Rows from a pointing dataset:
## begin
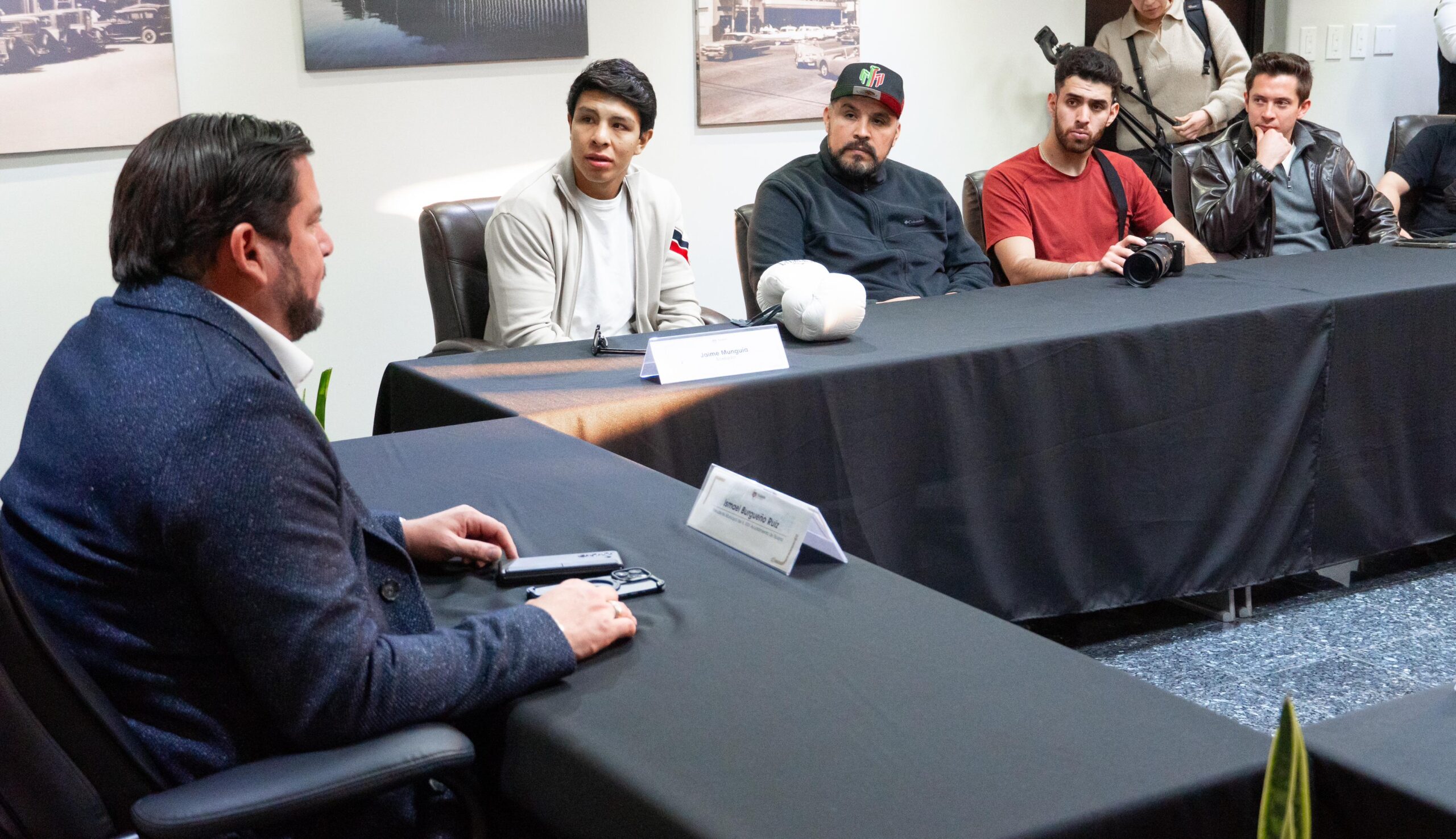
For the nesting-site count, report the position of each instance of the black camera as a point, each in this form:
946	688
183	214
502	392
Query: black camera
1047	40
1160	258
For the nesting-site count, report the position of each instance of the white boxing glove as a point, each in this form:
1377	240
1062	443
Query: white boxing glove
826	310
785	275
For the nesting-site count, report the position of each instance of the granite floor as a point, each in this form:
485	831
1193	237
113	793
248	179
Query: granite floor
1392	632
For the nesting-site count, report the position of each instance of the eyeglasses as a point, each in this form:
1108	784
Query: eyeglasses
601	347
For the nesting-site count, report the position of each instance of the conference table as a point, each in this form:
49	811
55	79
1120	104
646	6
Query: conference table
1059	447
1387	770
842	701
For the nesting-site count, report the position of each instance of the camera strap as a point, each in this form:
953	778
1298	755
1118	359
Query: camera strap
1199	21
1114	184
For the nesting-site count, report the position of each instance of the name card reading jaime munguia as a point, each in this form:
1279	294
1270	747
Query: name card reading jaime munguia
762	522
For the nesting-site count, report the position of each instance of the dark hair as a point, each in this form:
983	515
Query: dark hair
1282	64
1091	66
618	77
191	182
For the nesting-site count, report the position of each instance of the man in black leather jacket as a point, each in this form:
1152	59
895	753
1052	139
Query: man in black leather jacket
1277	185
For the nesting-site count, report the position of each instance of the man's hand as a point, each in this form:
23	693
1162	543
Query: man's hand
592	617
459	533
1119	254
1273	147
1194	126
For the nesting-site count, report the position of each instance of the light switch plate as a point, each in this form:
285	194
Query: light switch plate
1335	43
1385	40
1309	43
1360	41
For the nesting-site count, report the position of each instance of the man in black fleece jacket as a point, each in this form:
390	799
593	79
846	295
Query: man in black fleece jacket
893	227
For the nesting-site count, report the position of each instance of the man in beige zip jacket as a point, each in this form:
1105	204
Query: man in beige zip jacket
592	240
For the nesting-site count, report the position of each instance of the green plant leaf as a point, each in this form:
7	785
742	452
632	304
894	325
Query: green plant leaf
324	396
1285	812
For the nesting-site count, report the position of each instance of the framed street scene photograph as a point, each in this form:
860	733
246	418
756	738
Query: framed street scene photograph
84	73
351	34
771	60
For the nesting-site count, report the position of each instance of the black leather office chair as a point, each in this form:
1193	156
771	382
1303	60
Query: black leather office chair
452	239
1184	160
1403	131
742	222
72	768
974	218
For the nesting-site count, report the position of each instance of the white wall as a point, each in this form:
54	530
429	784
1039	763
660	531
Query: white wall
1360	97
394	140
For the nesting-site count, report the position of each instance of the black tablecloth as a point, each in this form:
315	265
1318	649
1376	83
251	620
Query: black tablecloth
1388	770
1060	447
843	701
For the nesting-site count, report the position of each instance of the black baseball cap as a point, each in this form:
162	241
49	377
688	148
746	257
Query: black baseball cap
875	82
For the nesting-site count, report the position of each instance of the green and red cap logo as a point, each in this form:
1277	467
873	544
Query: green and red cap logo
874	82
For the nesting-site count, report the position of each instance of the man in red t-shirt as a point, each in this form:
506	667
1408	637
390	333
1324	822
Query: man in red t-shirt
1050	211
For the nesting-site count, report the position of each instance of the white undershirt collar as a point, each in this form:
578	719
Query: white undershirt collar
296	364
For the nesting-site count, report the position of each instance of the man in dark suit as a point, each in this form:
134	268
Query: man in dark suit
180	518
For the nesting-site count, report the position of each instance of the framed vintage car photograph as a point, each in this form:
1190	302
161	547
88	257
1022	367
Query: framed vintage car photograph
771	60
84	73
351	34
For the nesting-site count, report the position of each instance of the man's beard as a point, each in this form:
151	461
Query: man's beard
857	173
302	314
1077	146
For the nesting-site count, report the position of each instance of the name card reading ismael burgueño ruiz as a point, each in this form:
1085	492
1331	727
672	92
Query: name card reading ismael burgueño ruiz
714	354
762	522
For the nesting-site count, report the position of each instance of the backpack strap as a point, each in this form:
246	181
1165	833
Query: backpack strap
1114	184
1199	21
1142	85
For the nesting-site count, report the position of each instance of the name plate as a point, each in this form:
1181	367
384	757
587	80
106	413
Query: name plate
762	522
714	354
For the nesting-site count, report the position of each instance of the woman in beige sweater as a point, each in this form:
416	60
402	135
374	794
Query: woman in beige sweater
1173	59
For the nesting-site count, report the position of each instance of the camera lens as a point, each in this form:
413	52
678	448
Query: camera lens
1148	265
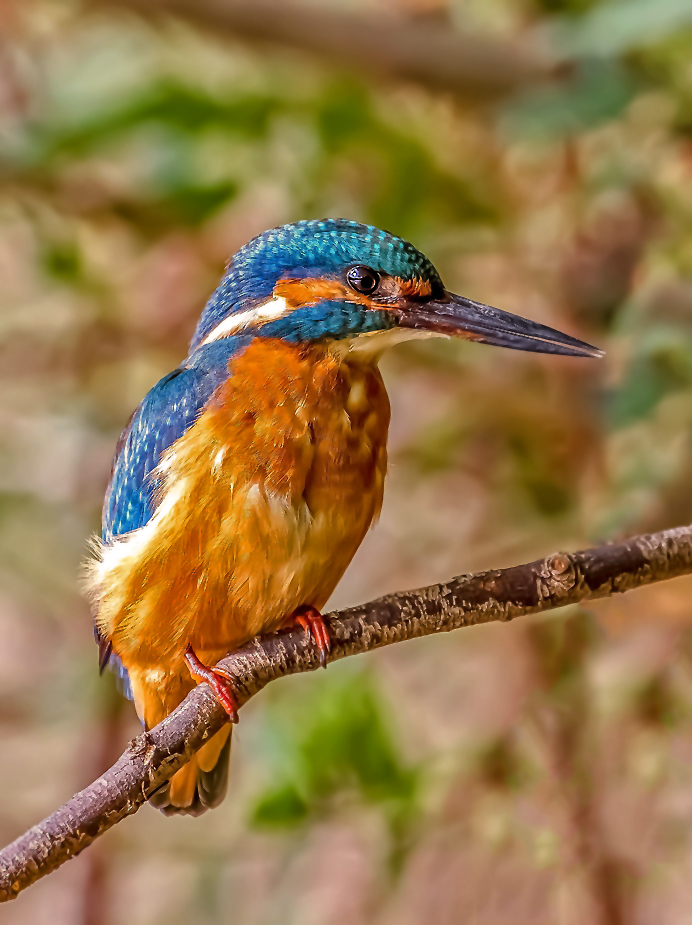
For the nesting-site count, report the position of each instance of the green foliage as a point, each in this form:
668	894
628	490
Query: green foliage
336	745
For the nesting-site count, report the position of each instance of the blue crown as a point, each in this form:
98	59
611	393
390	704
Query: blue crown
304	249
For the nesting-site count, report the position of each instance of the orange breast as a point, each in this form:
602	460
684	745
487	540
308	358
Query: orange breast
263	504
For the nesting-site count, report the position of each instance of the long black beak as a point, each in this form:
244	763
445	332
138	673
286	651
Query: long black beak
453	314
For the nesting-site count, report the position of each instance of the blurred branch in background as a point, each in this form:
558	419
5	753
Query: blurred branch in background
500	595
430	53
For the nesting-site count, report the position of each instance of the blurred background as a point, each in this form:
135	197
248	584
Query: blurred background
540	153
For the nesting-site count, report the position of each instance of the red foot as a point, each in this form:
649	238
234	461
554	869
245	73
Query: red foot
313	623
217	679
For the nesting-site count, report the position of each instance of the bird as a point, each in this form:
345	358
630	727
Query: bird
248	477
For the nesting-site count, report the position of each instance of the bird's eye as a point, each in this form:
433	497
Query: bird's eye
363	279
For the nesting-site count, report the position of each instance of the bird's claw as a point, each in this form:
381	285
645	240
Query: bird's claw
219	681
313	623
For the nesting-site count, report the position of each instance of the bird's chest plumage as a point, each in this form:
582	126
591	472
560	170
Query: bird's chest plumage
263	503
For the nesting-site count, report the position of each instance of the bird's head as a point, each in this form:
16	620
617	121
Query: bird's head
337	280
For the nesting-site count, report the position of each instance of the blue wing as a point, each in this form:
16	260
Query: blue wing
168	410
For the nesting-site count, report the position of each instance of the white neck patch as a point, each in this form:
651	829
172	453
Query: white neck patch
269	311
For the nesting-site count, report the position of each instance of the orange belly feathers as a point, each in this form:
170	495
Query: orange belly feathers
263	503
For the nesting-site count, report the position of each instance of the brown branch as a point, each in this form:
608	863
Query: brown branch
431	53
503	594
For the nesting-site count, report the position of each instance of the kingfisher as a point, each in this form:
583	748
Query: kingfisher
247	478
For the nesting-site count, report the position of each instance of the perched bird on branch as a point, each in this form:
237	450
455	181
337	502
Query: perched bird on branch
247	478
## end
What is needed: Rewrite all of the material above with "as a point" switched to "as a coordinate pair" everywhere and nothing else changed. Leave out the pictures.

Solution:
For the nesting-site count, report the position of each instance of the black camera as a coordinate pair, each in this form:
946	688
183	214
502	392
Query: black camera
1047	40
1160	258
For the nesting-site count, report the position of each instance of the white boxing glove as a coordinate pair, each in this form:
1377	240
1062	443
Query: white boxing glove
826	310
785	275
For the nesting-site count, report the position of each instance of the granite floor as a coordinate pair, each in this form:
485	831
1193	237
113	793
248	179
Query: granite floor
1392	632
For the nesting-site count, report the position of each instance of the eyeglasses as a coordinate pair, each in this form:
1108	784
Query: eyeglasses
601	347
For the nesting-site count, report the position of each instance of the conference table as a coordinate pair, each in this form:
49	811
55	79
1120	104
646	6
Query: conference table
1059	447
1387	770
842	701
For the nesting-site count, report the position of each instance of the camera strap as a coordinate pair, each in this form:
953	778
1298	755
1118	359
Query: camera strap
1199	21
1114	184
For the nesting-site count, report the position of each instance of the name card reading jaime munguia as a coordinate pair, each in this form:
1279	294
1270	747
Query: name card reading jaime munguia
762	522
For the nesting-site count, report the position of each instance of the dark hair as a coordinate pair, each in this form:
983	515
Query: dark hair
1282	64
1091	66
618	77
191	182
For the nesting-site count, report the position of each instance of the man in black leather jacket as a coordinate pair, each in this form:
1152	59
895	753
1052	139
Query: man in black leather jacket
1277	185
For the nesting-site count, report the position of each instance of the man's hand as a coordinate pair, each in this form:
23	693
1162	543
Query: man's hand
592	617
459	533
1119	254
1273	147
1194	126
For the nesting-site count, report the position of each instance of the light switch plate as a coordinate pair, each in this form:
285	194
Query: light switch plate
1335	43
1385	40
1309	43
1360	41
For the nesting-site count, report the position of each instance of the man in black fleece jacket as a coordinate pair, each in this form:
390	799
593	79
846	295
Query: man in black fleece jacket
893	227
For the nesting-site count, report the position of each instance of the man in beige zip jacket as a coordinate pair, each in this form:
1105	204
Query: man in beige zip jacket
592	240
For the nesting-site count, report the position of each instance of the green plant leaf as a coordinate pair, each in this form:
7	785
742	452
632	304
894	325
Query: green plant leaf
324	396
1285	812
For the nesting-site count, report the position of each instance of the framed street scene photograph as a coordinate pair, each in this form:
860	733
246	418
756	738
Query: framed street scene photograph
84	73
351	34
771	60
For the nesting-site count, report the position of each instance of the black leather office chair as a coordinate pair, each in this form:
1193	156
771	382
1303	60
Query: black leather office chair
452	239
1184	160
1403	131
742	222
72	768
974	218
For the nesting-site count, report the position of each instance of the white wall as a coordinate pair, each in this form:
54	530
429	784
1039	763
660	531
Query: white wall
1360	97
394	140
For the nesting-site count, report the position of each instance of the black tablecloth as a coordinate pair, each in this form:
315	265
1318	649
1376	83
251	620
Query: black tablecloth
1388	770
1060	447
843	701
For the nesting-site count, report the position of each instance of the black baseball cap as a coordinate pair, each in this form:
162	241
49	377
688	148
746	257
Query: black baseball cap
875	82
For the nesting-site count, report the position of each instance of the green and red cap logo as a coordinate pair, each in this form:
1277	467
873	544
Query: green and red cap logo
874	82
For the nesting-site count, report the position of each instance of the man in red t-shirt as a coordinate pair, each in this form:
506	667
1408	637
390	333
1324	822
Query: man in red t-shirt
1050	211
For the nesting-site count, report the position of each instance of the white undershirt collar as a coordinate pair, each in this form:
578	719
Query: white undershirt collar
296	364
For the nesting-site count, report the position of each instance of the man in dark suit as a coordinate pair, each in this form:
134	268
Query: man in dark suit
180	518
For the nesting-site count, report the position of each instance of the framed vintage car photograph as a coordinate pair, each in this form:
1190	302
161	547
88	257
1022	367
Query: framed vintage car photograph
771	60
84	73
351	34
For the nesting-site count, report the position of each instance of the man's beard as a coordinate pair, each in this form:
151	461
Query: man's beard
857	173
302	314
1077	146
For the nesting-site count, report the position of each instance of the name card reading ismael burgueño ruiz as a coordinate pair, each in this form:
1085	492
1331	727
672	92
Query: name card reading ismael burgueño ruiz
714	354
762	522
For the nesting-site count, report the position of each instance of the backpack strap as a coordinate pair, each in this form:
246	181
1165	833
Query: backpack strap
1114	184
1199	21
1142	85
For the nesting-site count, report the position of each instance of the name plate as a coordinate pair, each in this form:
1181	367
384	757
587	80
106	413
Query: name plate
762	522
714	354
For the nesting-site count, report the position of each instance of the woman in beige sweater as a coordinate pair, each in this form:
416	60
402	135
374	794
Query: woman in beige sweater
1173	59
For the nesting-site count, report the position of each instance of the camera lens as a coordinate pair, each in this form:
413	52
678	448
Query: camera lens
1148	265
For the nesting-site count, report the position of each instance of the green foliage as a coordinate pair, each in this form:
668	894
628	490
Query: green foliage
336	745
For the nesting-site count, report the position of each instance of the blue crown as a coordinate pair, each in this form:
98	59
611	393
390	704
Query: blue crown
304	249
For the nesting-site count, report the position of each instance of the orange breast as a coordinate pair, each in this form:
602	460
684	745
487	540
308	358
Query: orange breast
263	504
For the nesting-site count, report the position of each instance of the long black beak as a coordinate pair, each in this form:
244	763
445	332
138	673
286	651
Query: long black beak
453	314
For the nesting-site count, report the position of each instance of the blurred branch in background as a coordinate pair, each in this form:
558	419
5	753
Query: blurred branch in background
500	595
430	53
For the nesting-site count, report the position of each instance of the blurred background as a coordinate pair, each in this form:
135	197
248	584
Query: blurred background
540	153
For the nesting-site count, report the position of each instance of the red foot as a coordinate pair, each in this form:
649	238
234	461
554	869
245	73
Query: red foot
313	623
217	679
For the nesting-site count, report the position of each instance of the bird as a coordinate pair, each in this form:
345	358
630	727
Query: bird
248	477
For the nesting-site count, report the position of each instance of the bird's eye as a coordinate pair, each in this form:
433	497
Query: bird's eye
363	279
For the nesting-site count, report the position of each instance of the bird's claw as a coordinate pair, each in this form:
381	285
645	240
Query: bird's claw
219	681
313	623
For the nesting-site count, report the position of each instance of the bird's chest plumage as a coordinate pair, each in this form:
582	126
591	472
560	170
Query: bird's chest plumage
263	503
For the nesting-site count, report the position of each instance of the bird's head as a coordinate pair, each in this form:
16	620
617	121
Query: bird's head
337	280
For the nesting-site count, report the position of each instance of the blue wing as a coordinate pair, each in this form:
16	260
Query: blue wing
168	410
For the nesting-site count, report the position of each instance of the white neck patch as a coordinate pair, each in this form:
651	829
172	453
Query: white neck patch
269	311
For the nesting-site count, report the position of each instance of the orange belly feathers as a coordinate pair, each in this form:
170	495
Query: orange belly feathers
263	503
For the nesting-site count, report the position of each instance of the brown branch as a coordinate pair, each in this form:
608	863
Query: brown branch
431	53
503	594
For the nesting-site count, report the position of each instance of the kingfisher as a coordinate pair, each in this form:
583	748
Query: kingfisher
247	478
For the nesting-site count, report the position of each instance of the perched bird on branch as a coordinate pair, each in this form:
237	450
455	181
337	502
Query: perched bird on branch
247	478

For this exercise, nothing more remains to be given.